TO DO :: Send back the records in full, character for character.

MATERIAL PROVIDED ::

+===+

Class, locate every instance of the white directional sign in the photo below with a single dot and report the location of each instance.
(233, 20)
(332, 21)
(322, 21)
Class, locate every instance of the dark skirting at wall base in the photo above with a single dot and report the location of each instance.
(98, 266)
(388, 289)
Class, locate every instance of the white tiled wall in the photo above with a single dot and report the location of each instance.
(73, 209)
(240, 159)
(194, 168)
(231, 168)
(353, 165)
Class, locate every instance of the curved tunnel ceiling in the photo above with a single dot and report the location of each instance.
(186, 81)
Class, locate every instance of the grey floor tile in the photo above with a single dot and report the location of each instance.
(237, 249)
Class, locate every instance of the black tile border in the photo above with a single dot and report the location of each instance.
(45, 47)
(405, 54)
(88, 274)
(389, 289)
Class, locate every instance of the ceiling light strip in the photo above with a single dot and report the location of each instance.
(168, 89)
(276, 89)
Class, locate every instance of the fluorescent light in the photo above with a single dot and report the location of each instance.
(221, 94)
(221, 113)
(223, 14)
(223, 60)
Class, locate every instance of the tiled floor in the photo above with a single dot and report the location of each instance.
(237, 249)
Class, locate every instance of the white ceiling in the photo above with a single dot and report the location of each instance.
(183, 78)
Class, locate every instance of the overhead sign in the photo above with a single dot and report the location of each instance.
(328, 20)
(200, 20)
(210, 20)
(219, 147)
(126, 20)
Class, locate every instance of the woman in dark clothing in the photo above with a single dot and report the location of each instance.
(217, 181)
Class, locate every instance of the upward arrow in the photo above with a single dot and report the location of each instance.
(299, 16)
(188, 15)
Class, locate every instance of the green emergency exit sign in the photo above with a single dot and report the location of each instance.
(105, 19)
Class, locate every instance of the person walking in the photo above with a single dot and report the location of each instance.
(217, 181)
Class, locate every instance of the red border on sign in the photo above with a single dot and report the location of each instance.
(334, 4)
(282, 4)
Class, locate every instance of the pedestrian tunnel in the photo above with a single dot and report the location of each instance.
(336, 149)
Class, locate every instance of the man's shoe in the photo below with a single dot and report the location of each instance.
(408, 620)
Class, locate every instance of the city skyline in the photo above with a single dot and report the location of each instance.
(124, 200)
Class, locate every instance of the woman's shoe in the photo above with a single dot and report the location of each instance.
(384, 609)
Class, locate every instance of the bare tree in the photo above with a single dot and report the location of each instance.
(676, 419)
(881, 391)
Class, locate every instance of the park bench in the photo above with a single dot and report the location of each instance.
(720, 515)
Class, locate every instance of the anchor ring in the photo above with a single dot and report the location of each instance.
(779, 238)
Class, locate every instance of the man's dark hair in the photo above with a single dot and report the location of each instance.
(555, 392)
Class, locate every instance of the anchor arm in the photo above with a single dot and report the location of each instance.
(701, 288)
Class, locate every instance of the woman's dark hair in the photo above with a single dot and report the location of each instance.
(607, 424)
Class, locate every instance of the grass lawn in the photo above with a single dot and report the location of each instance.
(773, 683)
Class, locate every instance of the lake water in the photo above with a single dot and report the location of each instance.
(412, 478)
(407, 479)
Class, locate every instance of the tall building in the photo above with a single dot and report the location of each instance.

+===+

COMPLETE OUTPUT ::
Class, locate every instance of the white directional sign in the photo below with a single dot and report the location of each instance.
(233, 20)
(332, 21)
(322, 21)
Class, locate every instance of the dark skirting at wall base in the photo above with a single dot and report the location of each instance.
(98, 266)
(388, 289)
Class, locate every instance of the white tiled wall in the photo above with a single dot and report the location of each instance.
(73, 209)
(240, 159)
(194, 168)
(231, 168)
(353, 165)
Class, locate every instance of the curved tunnel ceiling in the photo above with a single dot and report the location of each instance.
(186, 81)
Class, locate every instance of the grey floor tile in the photo above with a single dot and report the location of each instance.
(237, 249)
Class, locate every instance of the black tile border in the photo above with a single dot and report the location of each instance.
(45, 47)
(405, 54)
(88, 274)
(389, 289)
Class, locate every instance of the ceiling light strip in the photo above with a single dot and report the location of each instance.
(168, 89)
(276, 89)
Class, locate every instance of the fluorescent light in the photo above with a single dot and report the location of each instance.
(221, 94)
(221, 113)
(223, 14)
(223, 60)
Class, locate every instance of the tiled floor in the photo above with a single dot and report the location of each instance.
(237, 249)
Class, locate every instance of the white ceiling in the photo above with a single dot and report the location of each instance.
(183, 78)
Class, locate every instance of the overhead sign in the photo above with a single dot and report the location of each instance.
(328, 20)
(200, 20)
(210, 20)
(219, 147)
(126, 20)
Class, locate every instance of the woman in dark clothing in the photo above with a single dot and report the location of each instance.
(217, 181)
Class, locate every instance of the upward arrow in the photo above with a single dot and report the location of each instance.
(299, 16)
(188, 15)
Class, locate every instance of the green emergency exit sign in the photo above with a single dot and report the location of each instance.
(105, 19)
Class, locate every instance of the person walking in the photo above with a single dot and report the location of each instance.
(217, 181)
Class, locate every instance of the red border on sign in the photo above with a single dot and report the location of each instance.
(334, 4)
(282, 4)
Class, locate every instance of the pedestrian tunnel in the photo above with a single dot and report the location of each instance.
(336, 149)
Class, locate every instance of the man's shoe in the photo below with a single dot and report the location of each instance.
(408, 620)
Class, locate every instance of the city skyline in the photo above with a single dot and report the location of each instance.
(124, 200)
Class, locate every instance of the woman's shoe in the photo above with a single dot and report the location of each instance.
(384, 609)
Class, locate every instance of the bare tree in the photo above with a single dot and report the location of each instance.
(676, 419)
(881, 391)
Class, locate every instance of the park bench in the photo above with a single dot and report the location of each instance.
(720, 515)
Class, locate every instance of the anchor ring in the photo above with a single dot and report the location of each instance.
(779, 238)
Class, locate every instance of the man's dark hair in the photo above with a single dot and report the location of each instance.
(555, 392)
Class, locate every instance of the anchor arm in the photo above with a single dot and report the location of each instance.
(701, 288)
Class, locate every instance of the woman's dark hair in the photo above with a single dot and report the location of each instance.
(607, 424)
Class, locate every instance of the grass lawn in the photo above with a single dot and report the location of each instance.
(773, 683)
Class, locate every instance of the lake water in the photo above with a single dot and report the location of each instance.
(412, 478)
(407, 479)
Class, locate every instance of the tall building in the photo above with a single dot and report the location of each instance.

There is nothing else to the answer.